* REQUIREMENTS: Copy word for word every line of the records below from the one containing "Where can the second" through the end, including both the first and the last line.

[Position annotation records]
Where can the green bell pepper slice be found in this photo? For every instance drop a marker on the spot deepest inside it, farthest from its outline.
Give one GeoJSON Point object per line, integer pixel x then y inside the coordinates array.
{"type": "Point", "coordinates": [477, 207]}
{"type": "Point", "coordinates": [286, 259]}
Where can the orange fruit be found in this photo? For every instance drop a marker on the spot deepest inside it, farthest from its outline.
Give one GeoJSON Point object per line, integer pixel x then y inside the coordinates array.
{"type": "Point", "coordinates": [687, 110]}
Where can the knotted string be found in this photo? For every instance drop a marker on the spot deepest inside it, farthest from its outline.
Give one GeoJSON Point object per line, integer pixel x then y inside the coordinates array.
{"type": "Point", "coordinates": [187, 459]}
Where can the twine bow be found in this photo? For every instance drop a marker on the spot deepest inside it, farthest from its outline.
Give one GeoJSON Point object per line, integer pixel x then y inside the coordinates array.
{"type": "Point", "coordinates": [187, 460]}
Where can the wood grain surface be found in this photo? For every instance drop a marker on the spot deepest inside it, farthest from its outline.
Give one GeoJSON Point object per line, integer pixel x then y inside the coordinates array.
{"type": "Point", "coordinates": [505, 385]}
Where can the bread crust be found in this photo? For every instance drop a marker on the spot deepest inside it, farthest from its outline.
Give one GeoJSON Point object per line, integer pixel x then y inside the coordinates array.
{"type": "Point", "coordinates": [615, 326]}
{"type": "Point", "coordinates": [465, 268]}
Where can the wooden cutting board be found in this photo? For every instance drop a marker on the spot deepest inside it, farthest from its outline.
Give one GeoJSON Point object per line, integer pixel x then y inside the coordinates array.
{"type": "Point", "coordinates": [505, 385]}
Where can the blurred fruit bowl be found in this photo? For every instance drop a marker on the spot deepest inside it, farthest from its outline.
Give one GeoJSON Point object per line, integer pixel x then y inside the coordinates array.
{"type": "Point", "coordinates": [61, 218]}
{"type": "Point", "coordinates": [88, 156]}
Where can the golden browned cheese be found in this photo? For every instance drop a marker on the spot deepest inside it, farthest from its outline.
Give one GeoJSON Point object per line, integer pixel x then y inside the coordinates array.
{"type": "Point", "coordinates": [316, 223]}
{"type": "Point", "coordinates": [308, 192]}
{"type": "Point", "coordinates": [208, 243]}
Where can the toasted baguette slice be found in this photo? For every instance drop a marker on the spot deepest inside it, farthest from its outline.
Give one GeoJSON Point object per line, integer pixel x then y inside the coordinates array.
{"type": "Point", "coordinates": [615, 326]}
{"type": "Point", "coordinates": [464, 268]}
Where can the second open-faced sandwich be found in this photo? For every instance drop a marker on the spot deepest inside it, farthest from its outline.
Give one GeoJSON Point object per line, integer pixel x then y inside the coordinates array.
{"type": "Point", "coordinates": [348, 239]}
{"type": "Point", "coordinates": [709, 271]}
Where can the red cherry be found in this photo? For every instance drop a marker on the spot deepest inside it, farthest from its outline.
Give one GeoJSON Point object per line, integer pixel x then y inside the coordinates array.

* WORKED SOLUTION:
Where can the second open-faced sandwich be found in this photo? For every instance drop a marker on the spot deepest inside it, farthest from its outline.
Give one GeoJSON Point object per line, integer pixel x then y inside the coordinates array.
{"type": "Point", "coordinates": [348, 239]}
{"type": "Point", "coordinates": [709, 271]}
Where can the red cherry be found in this photo? For every instance drop a marker on the spot deepest inside it, farthest from its outline.
Give one GeoJSON Point object per line, integer pixel x then y inside the coordinates array.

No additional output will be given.